DOCUMENT TEXT:

* * * *

Which Way the Population Blows

With the numbers debate becoming increasingly involved, and now that it is clear that we RI bloggers are no longer merely talking among ourselves, I thought to expand my examination of population and wealth trends in Rhode Island. The most straightforward method is to start where I began with my proclamations of middle-to-upper-class flight from the state:

As I’ve explained before, this chart shows that, from 2005 to 2006, Rhode Island lost about 30,000 people whose households had been over three times the poverty level (roughly $60,000 for a family of four), and almost 22,000 over twice poverty. As a matter of personal history, I made limited use of this information until, at the tail end of December, WPRO’s Matt Allen spurred me to look again, at which point I was actually surprised at how high the number had been.
Of particular concern, as I began to broaden my inquiry, was the observation that, stepping back a year, from 2004 to 2005, the number over five times poverty actually grew 22,058, over three times poverty 21,754, and over two times poverty 21,166. In other words, 2005 saw a spike at the high end, and although the 2004–2006 results still show losses of 2,498 (5x), 6,495 (3x), and 471 (2x), I have to admit that I had begun charging as if I carried a sharper sword than I actually held.

* * * *

STORED DATA:
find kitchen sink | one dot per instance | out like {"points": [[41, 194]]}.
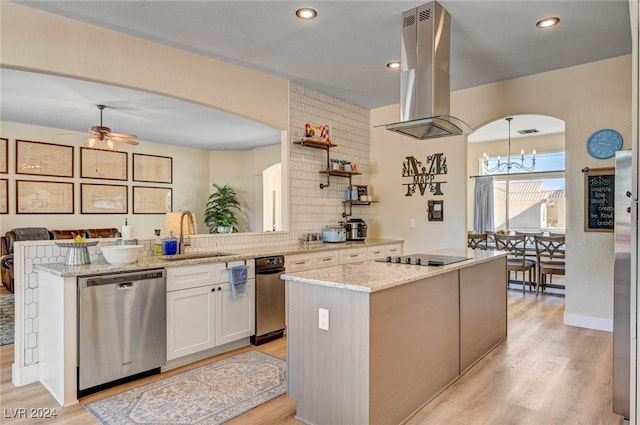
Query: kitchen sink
{"points": [[193, 255]]}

* * * *

DIRECTION: Can you carry the post on Rhode Island population and wealth trends forward, starting right after its last sentence? The listing has no connection to the post on Rhode Island population trends.

OUTPUT OF THE EXERCISE:
Unfortunately, 2004 was the first year for which the Census broke out the income to poverty ratio with such a degree of granularity. However, the income to poverty ratio is provided up to twice poverty beginning in 2002, with the following results:

Whether it has something to do with the measurement of the statistics or actual events in the state, I haven’t been able to determine. It is clear, though, that the spike in 2005 was more the oddity than the plunge in 2006. Trying to explain the data, I turned to U.S. Census household income data.

As is plain, the spike was specifically among households earning between $100,000 and $199,999 in the twelve months before the 2005 survey. For a view that highlights the range on which we’ve been focusing thus far, the following chart zooms in on households with incomes over $50,000.

By the numbers, households with incomes over $75,000 per year (which one can very roughly compare with three times poverty) increased 12,364 from 2004 to 2005 and 5,032 from 2005 to 2006. Households with incomes over $100,000 per year (which one can somewhat more accurately compare with five times poverty) increased 14,092 from 2004 to 2005 and 23 from 2005 to 2006. Although both groups advanced more slowly in 2006 than 2005, all of the numbers are still positive.
However, factoring in household size helps align this data with the income to poverty ratio data above: From 2004 to 2005, married households earning over $100,000 per year increased 11,048, but from 2005 to 2006, they decreased 815. All of that decrease came from married with kids households, which only increased 6,007 in 2005 and which decreased 1,033 in 2006. What I’m getting at is that the decrease on the household income chart came in large part from families, whereas the income to poverty ratio data is individuals whose households have that much income. That doesn’t explain all of the difference, but it does describe one ripple in the wave.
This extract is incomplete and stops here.